■ Exercício breve 1: Segundo o texto sobre o e-Proc, em que ano Sérgio Tejada Garcia coordenou o desenvolvimento e a implantação do sistema?

■ Texto de leitura:
►

A 4ª Região da Justiça Federal não sofre com esses problemas. O TRF-4 e a primeira instância usam um sistema chamado e-Proc. Totalmente desenvolvido internamente, o sistema é o grande responsável por todos os processos judiciais da 4ª Região serem totalmente digitais desde 1º de abril deste ano.

O sistema é o preferido de 78% de seus usuários na Justiça Federal, e 91,5% dos juízes e 76% gostam dele. O PJe apresenta números mais modestos. O índice de satisfação fica em 38%, mas só 45% dos magistrados e 48% dos advogados gostam dele.

Mas "o objetivo do e-Proc não é competir com o PJe", diz o juiz federal Sérgio Tejada Garcia, de Rio Grande, no Rio Grande do Sul. Ele lembra que o sistema já se mostrou interoperável com todos os demais softwares de processo eletrônico e gostaria mesmo era de ver o e-Proc interagir com o PJe.

Em 2002, ele foi o coordenador do desenvolvimento e implantação do e-Proc. Hoje, o sistema já usado por diversas instituições, entre elas o Ministério Público Federal, a Advocacia-Geral da União e o Conselho da Justiça Federal, além de alguns órgãos do governo federal.

Por iniciativa do então presidente do TRF-4, o desembargador Teori Zavascki, Tejada e o servidor José Carlos Abelaira Filho passaram a se dedicar a um sistema que automatizasse todos os processos judiciais. A ideia era colocar o Judiciário na era da informática, para tentar aplacar a morosidade e economizar custos.

Segundo Tejada, esse objetivo foi cumprido. Em alguns casos, a economia de dinheiro chega a 50%, e a de tempo, a 80%.

Em entrevista exclusiva à ConJur, o magistrado conta como foram os primórdios da criação do e-Proc. Da ideia a princípio estranha, de fazer um sistema que rodasse no navegador de internet, e não instalado no computador do usuário, às dificuldades de desenvolver um sistema de processo eletrônico com conexão à internet discada.

Leia a entrevista:

Conjur — Quando tiveram início as primeiras discussões sobre processo eletrônico na Justiça brasileira? Quem eram os atores e o que se debatia?

◄

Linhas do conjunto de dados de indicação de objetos
►

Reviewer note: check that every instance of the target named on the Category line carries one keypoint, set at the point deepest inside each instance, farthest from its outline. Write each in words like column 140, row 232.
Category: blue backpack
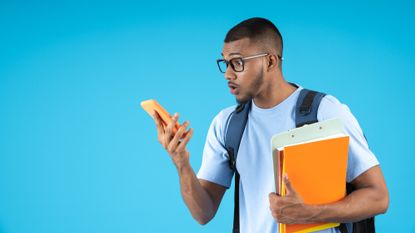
column 305, row 113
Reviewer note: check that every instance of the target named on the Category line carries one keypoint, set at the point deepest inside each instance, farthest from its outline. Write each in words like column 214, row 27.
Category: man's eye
column 237, row 62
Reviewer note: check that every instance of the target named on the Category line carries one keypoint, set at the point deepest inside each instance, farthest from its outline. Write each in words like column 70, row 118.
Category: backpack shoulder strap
column 235, row 130
column 307, row 107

◄

■ Exercício breve 2: Transcreva sem nenhuma alteração as linhas dos registros que começam na linha que contém "214, row 27." e terminam na linha que contém "column 237, row 62", incluindo as duas.

■ Solução do exercício 1: Em 2002.

■ Solução do exercício 2:
Reviewer note: check that every instance of the target named on the Category line carries one keypoint, set at the point deepest inside each instance, farthest from its outline. Write each in words like column 214, row 27.
Category: man's eye
column 237, row 62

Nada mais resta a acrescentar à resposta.